--- START Data shown ---

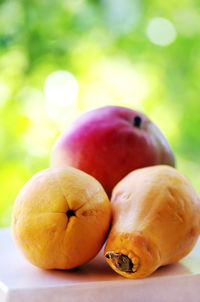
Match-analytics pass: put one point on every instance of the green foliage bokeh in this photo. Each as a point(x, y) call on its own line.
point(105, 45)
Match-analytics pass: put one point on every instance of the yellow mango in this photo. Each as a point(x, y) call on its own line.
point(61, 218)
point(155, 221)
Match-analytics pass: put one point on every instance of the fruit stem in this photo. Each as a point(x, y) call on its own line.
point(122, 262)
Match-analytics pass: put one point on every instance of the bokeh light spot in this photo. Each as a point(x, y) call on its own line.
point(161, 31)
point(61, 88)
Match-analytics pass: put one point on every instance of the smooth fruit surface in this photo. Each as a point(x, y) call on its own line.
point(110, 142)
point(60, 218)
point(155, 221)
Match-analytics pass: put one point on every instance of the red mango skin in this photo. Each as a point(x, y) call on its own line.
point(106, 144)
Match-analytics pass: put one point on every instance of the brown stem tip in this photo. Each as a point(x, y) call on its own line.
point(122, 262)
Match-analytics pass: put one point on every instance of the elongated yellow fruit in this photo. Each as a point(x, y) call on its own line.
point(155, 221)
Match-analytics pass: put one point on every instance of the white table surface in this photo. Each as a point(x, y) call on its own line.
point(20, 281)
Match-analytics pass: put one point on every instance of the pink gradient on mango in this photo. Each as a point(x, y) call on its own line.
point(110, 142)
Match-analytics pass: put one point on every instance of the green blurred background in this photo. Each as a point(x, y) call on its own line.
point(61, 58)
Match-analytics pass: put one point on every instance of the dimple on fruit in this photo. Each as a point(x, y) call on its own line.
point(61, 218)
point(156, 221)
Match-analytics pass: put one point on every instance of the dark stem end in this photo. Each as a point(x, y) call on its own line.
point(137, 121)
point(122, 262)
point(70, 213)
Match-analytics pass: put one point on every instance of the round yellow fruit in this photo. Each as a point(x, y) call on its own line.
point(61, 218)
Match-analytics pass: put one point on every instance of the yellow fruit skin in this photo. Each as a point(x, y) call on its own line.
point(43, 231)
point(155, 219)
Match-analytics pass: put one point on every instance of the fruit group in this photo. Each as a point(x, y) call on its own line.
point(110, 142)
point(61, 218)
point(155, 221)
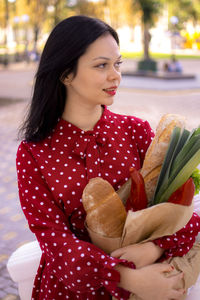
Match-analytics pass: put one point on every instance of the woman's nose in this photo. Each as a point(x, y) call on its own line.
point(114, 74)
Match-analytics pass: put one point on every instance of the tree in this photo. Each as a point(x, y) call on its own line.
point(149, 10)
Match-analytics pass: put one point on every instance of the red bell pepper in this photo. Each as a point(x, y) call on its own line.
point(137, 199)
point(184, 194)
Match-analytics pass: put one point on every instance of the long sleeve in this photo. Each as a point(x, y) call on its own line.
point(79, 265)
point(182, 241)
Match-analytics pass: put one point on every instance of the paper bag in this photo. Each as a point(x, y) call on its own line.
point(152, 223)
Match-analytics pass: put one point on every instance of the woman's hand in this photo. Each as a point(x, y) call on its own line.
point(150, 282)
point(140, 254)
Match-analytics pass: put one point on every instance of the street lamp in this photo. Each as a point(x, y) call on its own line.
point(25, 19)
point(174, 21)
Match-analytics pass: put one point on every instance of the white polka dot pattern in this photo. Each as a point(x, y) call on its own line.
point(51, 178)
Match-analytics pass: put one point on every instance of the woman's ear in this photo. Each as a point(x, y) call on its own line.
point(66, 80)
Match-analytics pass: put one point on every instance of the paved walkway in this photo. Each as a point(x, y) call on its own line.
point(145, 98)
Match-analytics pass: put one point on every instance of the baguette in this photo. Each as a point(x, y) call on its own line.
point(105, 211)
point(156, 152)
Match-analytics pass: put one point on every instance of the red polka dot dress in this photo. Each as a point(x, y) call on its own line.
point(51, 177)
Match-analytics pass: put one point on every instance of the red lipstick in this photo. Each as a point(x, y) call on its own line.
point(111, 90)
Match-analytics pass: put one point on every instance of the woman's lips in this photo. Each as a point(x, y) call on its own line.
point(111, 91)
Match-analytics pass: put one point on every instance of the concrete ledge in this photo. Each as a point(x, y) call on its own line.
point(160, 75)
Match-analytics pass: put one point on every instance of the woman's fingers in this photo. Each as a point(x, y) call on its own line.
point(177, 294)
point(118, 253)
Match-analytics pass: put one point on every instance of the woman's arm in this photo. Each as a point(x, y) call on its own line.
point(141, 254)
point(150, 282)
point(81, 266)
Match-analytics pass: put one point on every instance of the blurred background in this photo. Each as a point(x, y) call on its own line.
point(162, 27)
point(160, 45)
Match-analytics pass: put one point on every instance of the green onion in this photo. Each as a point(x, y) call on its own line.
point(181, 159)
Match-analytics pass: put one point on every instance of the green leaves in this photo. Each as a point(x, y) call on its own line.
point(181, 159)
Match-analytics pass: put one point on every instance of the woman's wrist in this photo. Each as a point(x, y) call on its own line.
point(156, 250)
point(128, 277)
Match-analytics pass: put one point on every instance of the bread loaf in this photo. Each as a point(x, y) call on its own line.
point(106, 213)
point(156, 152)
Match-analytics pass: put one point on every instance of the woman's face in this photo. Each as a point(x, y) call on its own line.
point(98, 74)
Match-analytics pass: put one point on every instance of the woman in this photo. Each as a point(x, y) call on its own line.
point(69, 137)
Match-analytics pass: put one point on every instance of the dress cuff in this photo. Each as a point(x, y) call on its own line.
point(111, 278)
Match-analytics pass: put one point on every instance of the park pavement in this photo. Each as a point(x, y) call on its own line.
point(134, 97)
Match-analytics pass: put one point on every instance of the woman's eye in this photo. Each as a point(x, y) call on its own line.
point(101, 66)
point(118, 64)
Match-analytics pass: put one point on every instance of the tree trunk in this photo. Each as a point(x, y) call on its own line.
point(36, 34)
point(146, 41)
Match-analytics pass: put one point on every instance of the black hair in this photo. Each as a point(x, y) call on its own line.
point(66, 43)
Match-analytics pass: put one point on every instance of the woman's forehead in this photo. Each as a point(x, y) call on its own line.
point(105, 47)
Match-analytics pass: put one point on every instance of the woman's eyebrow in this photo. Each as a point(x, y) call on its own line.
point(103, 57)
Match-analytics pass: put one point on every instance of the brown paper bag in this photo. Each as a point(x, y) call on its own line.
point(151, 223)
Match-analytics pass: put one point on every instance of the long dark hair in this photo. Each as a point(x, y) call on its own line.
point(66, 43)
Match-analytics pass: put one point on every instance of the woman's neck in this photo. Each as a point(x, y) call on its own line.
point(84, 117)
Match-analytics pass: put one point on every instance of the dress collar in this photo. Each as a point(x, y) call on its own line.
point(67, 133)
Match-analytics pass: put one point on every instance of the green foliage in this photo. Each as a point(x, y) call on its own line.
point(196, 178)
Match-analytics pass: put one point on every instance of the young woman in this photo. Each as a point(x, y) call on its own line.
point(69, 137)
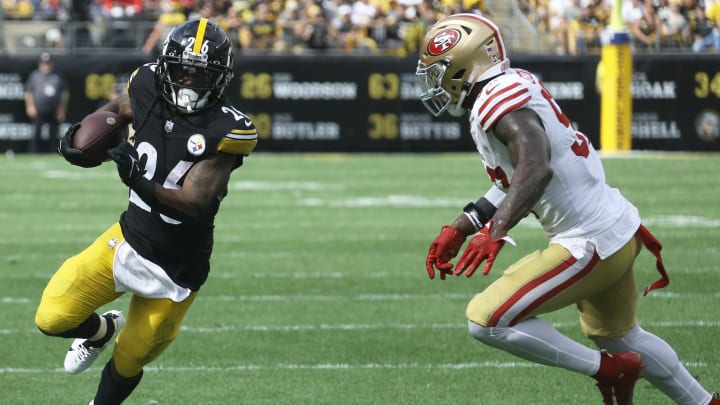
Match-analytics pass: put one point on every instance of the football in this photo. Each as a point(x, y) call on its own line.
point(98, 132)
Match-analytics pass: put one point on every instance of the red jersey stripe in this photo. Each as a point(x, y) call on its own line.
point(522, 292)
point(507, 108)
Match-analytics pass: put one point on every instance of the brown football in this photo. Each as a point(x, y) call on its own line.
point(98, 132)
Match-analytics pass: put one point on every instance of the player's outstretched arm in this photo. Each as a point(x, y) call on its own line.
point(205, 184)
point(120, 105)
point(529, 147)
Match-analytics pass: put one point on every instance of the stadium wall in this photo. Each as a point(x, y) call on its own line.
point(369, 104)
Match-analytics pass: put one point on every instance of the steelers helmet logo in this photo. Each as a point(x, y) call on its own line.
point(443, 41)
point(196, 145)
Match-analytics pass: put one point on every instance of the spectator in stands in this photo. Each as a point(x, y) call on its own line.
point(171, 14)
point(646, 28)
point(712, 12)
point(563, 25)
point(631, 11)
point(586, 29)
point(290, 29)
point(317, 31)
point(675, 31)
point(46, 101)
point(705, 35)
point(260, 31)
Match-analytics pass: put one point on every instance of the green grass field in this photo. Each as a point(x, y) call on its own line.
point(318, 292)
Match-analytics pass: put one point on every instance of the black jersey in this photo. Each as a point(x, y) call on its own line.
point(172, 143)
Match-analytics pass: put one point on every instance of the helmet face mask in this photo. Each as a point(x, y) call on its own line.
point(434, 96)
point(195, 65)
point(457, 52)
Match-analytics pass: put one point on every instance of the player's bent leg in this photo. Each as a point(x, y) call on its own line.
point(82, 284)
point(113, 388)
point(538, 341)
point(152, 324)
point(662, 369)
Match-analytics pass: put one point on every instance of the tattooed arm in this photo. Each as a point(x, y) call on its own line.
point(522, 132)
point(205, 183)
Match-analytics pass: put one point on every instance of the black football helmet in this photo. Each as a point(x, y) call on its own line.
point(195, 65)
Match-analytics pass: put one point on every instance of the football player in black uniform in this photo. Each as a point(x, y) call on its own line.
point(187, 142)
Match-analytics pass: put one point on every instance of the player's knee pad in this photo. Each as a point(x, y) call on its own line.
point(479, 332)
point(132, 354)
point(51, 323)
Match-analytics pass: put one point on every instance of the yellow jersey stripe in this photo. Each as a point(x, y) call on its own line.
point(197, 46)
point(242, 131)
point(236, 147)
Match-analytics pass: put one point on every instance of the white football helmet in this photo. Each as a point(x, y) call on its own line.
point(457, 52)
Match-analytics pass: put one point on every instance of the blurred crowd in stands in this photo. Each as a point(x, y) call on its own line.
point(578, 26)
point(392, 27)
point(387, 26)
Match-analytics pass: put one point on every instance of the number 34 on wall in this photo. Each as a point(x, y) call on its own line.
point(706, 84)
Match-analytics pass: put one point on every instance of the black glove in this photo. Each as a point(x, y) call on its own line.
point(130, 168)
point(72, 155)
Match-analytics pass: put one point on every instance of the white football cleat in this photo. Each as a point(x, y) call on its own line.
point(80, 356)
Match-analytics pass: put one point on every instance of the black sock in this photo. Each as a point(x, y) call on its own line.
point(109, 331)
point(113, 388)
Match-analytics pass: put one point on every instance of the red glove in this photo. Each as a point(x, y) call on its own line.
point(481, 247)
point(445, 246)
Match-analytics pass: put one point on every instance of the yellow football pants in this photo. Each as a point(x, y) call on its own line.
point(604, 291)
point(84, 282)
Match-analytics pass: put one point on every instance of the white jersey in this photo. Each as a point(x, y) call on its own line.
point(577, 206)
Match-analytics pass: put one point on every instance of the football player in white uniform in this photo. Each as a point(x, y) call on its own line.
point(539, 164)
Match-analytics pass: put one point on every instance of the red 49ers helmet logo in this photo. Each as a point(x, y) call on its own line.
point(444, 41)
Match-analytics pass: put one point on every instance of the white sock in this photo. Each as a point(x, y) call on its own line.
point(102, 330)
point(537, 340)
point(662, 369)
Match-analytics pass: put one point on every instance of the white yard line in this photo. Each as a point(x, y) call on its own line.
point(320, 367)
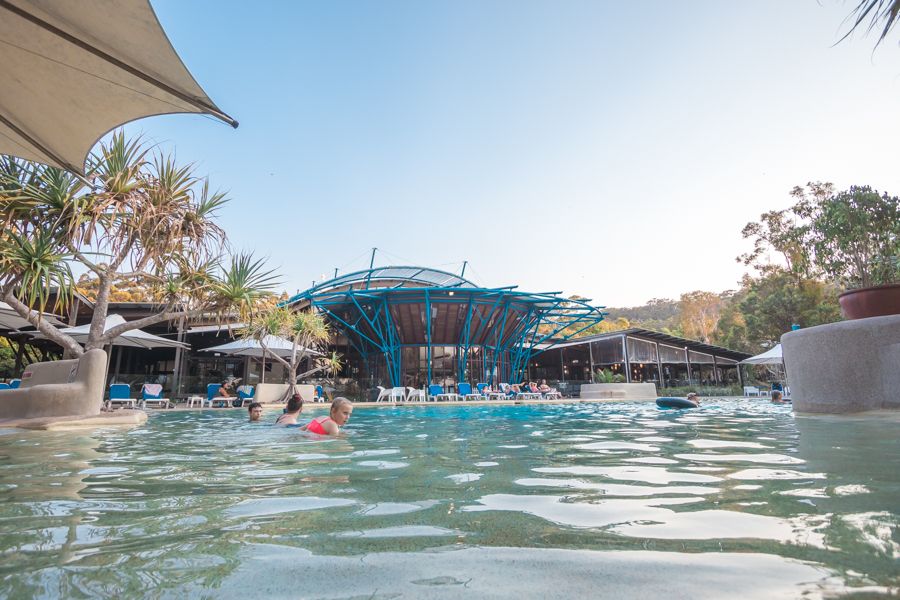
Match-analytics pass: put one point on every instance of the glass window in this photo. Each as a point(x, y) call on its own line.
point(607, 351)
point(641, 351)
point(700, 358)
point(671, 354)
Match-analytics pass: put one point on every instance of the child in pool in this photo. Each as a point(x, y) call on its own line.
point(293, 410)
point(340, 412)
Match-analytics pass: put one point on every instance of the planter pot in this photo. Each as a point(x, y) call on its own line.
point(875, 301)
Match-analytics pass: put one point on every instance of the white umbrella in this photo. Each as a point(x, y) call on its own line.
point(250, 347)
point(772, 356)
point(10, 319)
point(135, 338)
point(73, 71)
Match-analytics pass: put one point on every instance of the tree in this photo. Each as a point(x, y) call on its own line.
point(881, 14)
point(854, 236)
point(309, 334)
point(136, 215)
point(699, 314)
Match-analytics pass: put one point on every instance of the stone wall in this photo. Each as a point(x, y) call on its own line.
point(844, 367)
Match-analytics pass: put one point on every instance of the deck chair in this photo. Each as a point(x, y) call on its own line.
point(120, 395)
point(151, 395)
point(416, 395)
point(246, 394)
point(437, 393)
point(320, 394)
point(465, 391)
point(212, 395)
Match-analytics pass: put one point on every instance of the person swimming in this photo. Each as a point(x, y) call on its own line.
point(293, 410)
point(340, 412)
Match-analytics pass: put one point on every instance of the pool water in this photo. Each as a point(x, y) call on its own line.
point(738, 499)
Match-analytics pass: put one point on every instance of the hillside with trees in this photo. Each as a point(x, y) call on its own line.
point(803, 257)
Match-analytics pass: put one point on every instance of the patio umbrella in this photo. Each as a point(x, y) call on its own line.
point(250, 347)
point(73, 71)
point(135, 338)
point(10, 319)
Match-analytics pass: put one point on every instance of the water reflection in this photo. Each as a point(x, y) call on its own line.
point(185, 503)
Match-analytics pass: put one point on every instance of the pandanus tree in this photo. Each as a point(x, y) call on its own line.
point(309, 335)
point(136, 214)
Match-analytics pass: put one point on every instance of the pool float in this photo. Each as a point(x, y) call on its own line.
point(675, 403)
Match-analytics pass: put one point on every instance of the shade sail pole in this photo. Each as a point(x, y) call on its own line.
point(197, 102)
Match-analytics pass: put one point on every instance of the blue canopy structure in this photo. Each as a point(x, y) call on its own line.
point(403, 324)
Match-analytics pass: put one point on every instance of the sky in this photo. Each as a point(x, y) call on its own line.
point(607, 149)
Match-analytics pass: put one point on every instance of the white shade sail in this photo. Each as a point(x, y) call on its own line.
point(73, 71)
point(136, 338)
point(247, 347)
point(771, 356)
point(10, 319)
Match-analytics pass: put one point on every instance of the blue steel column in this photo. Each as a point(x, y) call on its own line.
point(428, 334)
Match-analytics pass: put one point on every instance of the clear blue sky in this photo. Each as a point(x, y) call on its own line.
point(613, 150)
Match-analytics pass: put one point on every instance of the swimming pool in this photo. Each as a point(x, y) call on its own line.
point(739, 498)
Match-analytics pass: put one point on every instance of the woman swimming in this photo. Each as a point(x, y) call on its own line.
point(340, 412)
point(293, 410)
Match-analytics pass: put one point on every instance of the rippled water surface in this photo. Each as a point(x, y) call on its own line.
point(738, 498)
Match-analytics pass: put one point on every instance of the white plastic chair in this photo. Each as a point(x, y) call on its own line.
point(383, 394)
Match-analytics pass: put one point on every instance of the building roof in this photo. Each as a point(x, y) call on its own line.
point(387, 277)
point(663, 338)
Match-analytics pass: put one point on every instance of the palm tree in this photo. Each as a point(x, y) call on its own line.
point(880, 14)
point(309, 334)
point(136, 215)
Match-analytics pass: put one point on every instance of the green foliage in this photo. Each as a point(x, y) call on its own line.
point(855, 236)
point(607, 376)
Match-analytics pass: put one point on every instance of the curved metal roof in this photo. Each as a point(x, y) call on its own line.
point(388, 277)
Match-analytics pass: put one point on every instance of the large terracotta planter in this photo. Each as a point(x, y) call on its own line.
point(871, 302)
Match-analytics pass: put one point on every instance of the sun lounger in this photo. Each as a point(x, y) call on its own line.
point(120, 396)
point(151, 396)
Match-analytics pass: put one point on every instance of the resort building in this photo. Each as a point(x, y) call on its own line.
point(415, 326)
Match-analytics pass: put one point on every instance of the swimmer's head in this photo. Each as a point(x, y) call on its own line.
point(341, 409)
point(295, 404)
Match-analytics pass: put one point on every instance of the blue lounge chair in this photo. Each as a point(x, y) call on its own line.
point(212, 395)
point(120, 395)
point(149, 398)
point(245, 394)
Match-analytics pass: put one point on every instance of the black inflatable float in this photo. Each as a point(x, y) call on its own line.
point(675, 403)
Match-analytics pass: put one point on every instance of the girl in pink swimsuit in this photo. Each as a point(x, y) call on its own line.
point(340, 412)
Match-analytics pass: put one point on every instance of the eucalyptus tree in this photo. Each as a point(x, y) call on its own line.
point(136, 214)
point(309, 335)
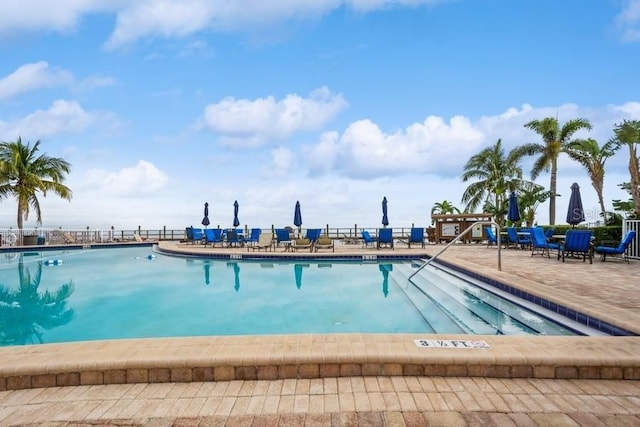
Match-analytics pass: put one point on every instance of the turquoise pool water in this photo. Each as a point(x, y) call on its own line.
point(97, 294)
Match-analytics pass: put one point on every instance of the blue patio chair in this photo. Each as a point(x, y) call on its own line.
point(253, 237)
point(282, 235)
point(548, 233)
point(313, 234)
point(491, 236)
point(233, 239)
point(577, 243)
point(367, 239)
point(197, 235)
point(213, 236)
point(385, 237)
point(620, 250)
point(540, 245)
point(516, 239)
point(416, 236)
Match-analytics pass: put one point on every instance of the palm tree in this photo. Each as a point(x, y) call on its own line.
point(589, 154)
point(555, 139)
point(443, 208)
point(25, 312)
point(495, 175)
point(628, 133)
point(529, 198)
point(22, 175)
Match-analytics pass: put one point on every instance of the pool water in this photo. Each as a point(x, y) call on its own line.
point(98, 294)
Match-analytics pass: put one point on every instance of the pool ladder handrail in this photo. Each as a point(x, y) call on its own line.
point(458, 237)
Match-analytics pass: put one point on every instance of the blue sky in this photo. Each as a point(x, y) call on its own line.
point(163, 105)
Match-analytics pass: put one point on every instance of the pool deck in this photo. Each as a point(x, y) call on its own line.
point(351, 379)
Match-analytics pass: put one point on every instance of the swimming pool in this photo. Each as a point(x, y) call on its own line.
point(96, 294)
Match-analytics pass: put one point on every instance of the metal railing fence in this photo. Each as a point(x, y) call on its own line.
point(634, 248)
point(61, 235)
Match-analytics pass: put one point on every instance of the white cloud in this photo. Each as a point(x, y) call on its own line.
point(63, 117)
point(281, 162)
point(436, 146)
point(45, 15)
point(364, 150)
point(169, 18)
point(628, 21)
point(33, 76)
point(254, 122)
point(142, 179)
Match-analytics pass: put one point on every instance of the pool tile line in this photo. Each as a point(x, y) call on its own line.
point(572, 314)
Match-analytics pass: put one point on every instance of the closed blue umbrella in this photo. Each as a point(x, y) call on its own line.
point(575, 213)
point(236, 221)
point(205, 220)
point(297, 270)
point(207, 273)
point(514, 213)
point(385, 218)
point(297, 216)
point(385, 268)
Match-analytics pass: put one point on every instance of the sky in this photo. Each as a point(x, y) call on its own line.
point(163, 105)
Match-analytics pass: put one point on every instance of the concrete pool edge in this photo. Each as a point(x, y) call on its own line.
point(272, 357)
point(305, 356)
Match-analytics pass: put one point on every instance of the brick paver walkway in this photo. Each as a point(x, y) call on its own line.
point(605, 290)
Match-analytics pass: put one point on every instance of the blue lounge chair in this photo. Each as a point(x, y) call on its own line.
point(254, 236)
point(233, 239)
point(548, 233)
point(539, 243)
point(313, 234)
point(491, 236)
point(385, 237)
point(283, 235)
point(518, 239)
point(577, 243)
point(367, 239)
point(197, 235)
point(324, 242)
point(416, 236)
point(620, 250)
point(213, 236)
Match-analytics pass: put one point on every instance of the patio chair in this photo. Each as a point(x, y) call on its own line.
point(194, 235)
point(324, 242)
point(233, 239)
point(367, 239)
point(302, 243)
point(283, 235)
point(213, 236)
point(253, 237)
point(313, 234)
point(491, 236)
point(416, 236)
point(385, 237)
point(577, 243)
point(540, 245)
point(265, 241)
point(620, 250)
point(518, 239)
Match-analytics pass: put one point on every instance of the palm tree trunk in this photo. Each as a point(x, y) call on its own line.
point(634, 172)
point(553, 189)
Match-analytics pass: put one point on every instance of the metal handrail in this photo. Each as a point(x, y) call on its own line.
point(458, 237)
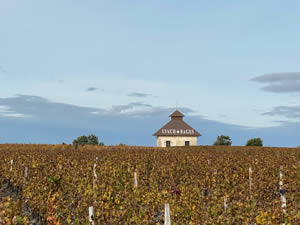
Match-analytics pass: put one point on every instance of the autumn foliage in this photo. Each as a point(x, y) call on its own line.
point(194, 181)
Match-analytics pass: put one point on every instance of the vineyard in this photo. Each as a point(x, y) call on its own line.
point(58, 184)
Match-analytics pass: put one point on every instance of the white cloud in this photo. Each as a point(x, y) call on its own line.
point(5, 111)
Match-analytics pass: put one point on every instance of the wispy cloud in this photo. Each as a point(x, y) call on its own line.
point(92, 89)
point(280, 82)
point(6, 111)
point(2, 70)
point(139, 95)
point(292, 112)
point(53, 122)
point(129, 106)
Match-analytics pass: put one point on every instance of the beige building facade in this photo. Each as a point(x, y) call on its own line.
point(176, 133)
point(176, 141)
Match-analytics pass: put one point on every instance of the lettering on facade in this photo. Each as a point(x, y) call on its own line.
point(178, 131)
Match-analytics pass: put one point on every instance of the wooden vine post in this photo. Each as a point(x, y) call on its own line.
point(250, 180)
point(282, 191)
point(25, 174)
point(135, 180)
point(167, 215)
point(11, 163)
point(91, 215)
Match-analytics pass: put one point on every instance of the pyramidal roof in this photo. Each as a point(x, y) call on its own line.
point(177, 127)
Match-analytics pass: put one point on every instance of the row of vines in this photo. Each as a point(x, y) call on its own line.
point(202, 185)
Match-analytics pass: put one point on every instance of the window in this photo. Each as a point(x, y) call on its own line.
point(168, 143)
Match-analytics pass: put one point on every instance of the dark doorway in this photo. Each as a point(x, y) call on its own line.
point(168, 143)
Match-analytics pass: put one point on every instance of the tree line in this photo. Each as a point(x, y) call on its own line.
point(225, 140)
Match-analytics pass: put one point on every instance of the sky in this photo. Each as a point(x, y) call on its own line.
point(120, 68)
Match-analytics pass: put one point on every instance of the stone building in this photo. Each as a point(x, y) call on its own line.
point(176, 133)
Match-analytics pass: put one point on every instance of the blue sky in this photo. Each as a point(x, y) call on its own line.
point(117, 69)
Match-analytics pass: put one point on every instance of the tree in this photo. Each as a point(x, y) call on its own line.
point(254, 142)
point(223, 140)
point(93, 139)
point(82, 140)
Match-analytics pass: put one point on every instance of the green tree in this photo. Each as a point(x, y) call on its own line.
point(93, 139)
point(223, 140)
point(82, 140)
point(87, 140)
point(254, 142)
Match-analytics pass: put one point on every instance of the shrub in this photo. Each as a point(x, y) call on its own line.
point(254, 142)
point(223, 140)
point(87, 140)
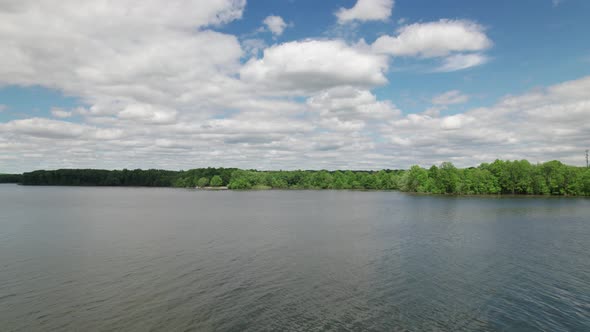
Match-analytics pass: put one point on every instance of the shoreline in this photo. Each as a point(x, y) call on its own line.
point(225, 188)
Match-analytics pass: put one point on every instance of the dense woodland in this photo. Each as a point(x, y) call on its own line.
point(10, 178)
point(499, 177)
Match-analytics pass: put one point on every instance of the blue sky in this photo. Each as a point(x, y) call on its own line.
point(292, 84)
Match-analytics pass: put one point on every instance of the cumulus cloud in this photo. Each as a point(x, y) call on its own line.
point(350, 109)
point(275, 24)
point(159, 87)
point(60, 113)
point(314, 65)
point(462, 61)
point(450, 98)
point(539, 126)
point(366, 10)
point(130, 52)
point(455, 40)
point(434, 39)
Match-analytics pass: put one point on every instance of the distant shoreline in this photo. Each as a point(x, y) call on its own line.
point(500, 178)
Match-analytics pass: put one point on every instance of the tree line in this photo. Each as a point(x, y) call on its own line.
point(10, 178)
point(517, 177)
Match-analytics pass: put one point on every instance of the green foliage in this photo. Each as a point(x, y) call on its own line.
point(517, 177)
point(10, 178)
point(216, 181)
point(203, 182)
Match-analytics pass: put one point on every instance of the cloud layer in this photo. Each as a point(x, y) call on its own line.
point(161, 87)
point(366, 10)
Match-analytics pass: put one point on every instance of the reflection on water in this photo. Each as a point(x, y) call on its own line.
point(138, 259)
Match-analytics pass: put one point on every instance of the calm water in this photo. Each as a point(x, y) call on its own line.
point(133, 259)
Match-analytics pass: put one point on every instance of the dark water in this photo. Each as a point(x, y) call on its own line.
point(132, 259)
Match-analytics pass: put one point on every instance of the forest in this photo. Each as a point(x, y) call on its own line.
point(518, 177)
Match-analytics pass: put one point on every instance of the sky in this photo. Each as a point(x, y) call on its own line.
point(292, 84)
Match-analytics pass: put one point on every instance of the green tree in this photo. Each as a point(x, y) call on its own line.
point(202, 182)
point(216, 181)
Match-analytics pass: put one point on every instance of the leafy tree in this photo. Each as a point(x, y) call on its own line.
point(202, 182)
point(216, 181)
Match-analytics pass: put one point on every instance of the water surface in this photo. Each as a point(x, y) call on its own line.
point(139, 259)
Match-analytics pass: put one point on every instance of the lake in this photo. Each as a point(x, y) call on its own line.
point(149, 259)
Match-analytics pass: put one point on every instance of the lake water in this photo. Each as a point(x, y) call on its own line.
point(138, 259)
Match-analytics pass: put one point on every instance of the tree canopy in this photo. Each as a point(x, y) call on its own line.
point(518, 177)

--- END Data shown ---

§ **What to work on**: Turn the lines of the records from the one containing "of the swimmer's" through the one containing "point(97, 294)", both included, into a Markdown table with the columns "Row" and "Line", numbering each line and skipping blank lines. Leave the pictures out of the table.

§ **The solution**:
| Row | Line |
|---|---|
| 1 | Match-analytics pass: put one point on every instance of the swimmer's head in this photo. Each as a point(x, y) call on its own line. |
| 2 | point(341, 409) |
| 3 | point(295, 404) |
| 4 | Match-analytics pass: put one point on every instance of the blue lounge chair in this photo. Each as a point(x, y) call on its own line. |
| 5 | point(212, 395) |
| 6 | point(120, 395) |
| 7 | point(149, 398) |
| 8 | point(245, 394) |
| 9 | Match-analytics pass: put one point on every instance of the black inflatable float in this photo. Each as a point(x, y) call on its own line. |
| 10 | point(675, 403) |
| 11 | Match-analytics pass: put one point on every instance of the girl in pink swimsuit in this photo. Each as a point(x, y) call on its own line. |
| 12 | point(340, 412) |
| 13 | Match-analytics pass: put one point on every instance of the eucalyptus tree in this photo. Each as a point(x, y) call on its own line. |
| 14 | point(136, 214) |
| 15 | point(309, 335) |
| 16 | Match-analytics pass: put one point on every instance of the turquoise pool water in this photo. Each as a point(x, y) call on its own line. |
| 17 | point(97, 294) |